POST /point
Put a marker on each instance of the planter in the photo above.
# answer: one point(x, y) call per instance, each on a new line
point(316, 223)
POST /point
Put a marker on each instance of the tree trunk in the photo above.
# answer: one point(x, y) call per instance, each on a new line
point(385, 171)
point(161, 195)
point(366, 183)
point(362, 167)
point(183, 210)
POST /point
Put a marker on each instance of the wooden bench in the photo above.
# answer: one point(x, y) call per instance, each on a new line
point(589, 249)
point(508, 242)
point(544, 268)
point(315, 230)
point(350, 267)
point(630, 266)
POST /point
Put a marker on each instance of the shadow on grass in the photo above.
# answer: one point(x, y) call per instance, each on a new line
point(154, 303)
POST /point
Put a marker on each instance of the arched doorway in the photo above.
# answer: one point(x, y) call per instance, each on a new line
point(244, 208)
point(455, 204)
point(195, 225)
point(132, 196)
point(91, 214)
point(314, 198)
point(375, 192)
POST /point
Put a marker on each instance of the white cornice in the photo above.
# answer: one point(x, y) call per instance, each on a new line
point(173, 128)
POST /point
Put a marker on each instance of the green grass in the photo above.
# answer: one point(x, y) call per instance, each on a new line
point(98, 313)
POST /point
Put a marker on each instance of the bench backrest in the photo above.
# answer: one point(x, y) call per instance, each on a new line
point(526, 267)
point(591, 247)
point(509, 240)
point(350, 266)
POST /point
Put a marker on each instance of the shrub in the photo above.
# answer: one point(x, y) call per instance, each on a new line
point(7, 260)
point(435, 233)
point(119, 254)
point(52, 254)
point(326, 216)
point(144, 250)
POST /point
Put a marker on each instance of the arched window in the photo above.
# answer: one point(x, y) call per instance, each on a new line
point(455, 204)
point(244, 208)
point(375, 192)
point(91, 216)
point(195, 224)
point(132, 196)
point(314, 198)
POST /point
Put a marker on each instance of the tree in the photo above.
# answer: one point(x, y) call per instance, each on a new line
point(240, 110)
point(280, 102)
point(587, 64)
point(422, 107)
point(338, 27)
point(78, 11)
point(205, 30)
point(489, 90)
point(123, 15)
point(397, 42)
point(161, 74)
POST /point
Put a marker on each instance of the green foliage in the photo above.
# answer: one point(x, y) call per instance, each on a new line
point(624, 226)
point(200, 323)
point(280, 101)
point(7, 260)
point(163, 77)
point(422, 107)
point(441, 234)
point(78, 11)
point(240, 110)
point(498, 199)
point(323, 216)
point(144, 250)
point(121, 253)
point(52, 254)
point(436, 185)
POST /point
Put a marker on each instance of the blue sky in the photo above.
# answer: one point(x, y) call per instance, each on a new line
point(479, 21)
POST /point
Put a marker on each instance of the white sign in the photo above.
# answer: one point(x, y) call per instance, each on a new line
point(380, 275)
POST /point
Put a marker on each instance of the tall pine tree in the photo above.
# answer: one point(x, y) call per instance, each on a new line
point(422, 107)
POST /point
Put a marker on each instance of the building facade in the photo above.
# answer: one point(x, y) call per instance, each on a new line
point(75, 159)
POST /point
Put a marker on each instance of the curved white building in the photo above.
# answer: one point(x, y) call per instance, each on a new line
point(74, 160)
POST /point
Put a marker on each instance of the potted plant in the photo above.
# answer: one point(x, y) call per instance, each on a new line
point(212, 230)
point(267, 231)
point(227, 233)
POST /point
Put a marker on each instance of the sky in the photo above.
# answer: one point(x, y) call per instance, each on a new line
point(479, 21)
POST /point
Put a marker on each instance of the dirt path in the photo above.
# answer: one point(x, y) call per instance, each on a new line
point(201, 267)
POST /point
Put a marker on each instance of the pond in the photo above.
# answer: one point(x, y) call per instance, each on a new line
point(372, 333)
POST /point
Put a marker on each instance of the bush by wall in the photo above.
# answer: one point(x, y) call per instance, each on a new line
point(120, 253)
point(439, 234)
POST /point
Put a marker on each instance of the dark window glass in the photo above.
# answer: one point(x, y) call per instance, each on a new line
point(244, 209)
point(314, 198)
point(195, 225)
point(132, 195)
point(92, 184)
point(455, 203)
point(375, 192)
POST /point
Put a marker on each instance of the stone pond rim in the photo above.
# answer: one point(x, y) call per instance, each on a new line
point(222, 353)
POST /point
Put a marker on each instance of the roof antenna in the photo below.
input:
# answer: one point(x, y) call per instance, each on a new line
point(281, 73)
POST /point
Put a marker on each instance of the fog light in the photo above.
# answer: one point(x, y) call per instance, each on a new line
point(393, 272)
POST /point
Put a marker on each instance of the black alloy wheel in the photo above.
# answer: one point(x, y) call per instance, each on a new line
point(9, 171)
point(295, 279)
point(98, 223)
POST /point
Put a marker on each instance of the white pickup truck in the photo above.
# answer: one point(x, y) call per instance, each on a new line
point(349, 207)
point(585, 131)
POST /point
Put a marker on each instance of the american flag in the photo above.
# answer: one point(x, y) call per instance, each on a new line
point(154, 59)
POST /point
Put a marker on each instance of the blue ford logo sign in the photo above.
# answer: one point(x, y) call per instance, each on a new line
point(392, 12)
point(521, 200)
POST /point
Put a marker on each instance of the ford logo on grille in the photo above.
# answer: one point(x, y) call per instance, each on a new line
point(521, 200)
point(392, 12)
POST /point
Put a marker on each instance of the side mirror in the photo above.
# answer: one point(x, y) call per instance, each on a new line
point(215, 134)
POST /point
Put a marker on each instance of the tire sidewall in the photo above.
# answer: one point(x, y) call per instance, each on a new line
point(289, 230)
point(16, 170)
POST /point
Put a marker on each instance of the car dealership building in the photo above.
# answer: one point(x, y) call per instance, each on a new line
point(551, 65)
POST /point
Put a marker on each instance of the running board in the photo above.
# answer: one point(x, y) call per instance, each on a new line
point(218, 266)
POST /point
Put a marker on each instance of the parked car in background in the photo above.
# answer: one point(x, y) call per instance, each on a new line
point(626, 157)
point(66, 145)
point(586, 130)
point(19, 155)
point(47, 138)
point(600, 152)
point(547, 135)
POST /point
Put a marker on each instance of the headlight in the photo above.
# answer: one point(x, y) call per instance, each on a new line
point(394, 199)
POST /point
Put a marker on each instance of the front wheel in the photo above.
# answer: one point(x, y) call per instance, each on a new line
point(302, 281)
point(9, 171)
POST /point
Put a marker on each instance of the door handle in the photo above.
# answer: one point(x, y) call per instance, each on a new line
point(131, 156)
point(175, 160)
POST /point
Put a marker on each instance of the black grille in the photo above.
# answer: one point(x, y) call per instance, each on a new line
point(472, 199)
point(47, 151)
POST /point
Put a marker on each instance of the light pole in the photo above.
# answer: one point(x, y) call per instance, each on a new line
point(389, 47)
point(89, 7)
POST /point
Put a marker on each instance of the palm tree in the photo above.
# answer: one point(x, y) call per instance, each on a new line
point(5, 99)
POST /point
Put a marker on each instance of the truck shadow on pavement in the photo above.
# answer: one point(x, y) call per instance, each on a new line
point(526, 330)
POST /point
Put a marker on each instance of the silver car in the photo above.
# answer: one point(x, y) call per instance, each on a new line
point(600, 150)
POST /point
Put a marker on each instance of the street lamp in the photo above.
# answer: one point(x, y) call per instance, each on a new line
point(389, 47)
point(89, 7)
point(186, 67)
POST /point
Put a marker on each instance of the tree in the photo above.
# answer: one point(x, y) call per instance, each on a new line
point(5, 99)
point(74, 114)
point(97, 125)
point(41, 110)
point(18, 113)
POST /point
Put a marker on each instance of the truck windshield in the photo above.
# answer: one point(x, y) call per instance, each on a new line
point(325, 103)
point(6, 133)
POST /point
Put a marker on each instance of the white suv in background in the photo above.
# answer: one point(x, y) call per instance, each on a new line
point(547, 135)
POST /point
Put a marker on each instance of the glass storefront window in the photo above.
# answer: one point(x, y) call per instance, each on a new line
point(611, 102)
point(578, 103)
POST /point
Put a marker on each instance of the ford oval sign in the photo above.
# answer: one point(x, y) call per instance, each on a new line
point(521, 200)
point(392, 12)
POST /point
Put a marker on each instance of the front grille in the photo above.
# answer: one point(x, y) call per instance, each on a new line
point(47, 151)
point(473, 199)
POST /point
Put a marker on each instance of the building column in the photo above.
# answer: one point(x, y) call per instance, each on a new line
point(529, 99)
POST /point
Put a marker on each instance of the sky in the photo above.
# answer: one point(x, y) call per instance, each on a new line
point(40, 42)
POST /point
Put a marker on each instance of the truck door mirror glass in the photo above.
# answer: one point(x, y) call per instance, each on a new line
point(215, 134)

:: About this task ::
Check each line of the material for "sign". Copy the ones that have it.

:: Your solution ::
Put a marker on each instance of the white sign in the photo above.
Put a marker on each instance of the blue ford logo sign in the photo above.
Put a marker on each instance of the ford oval sign in the photo above.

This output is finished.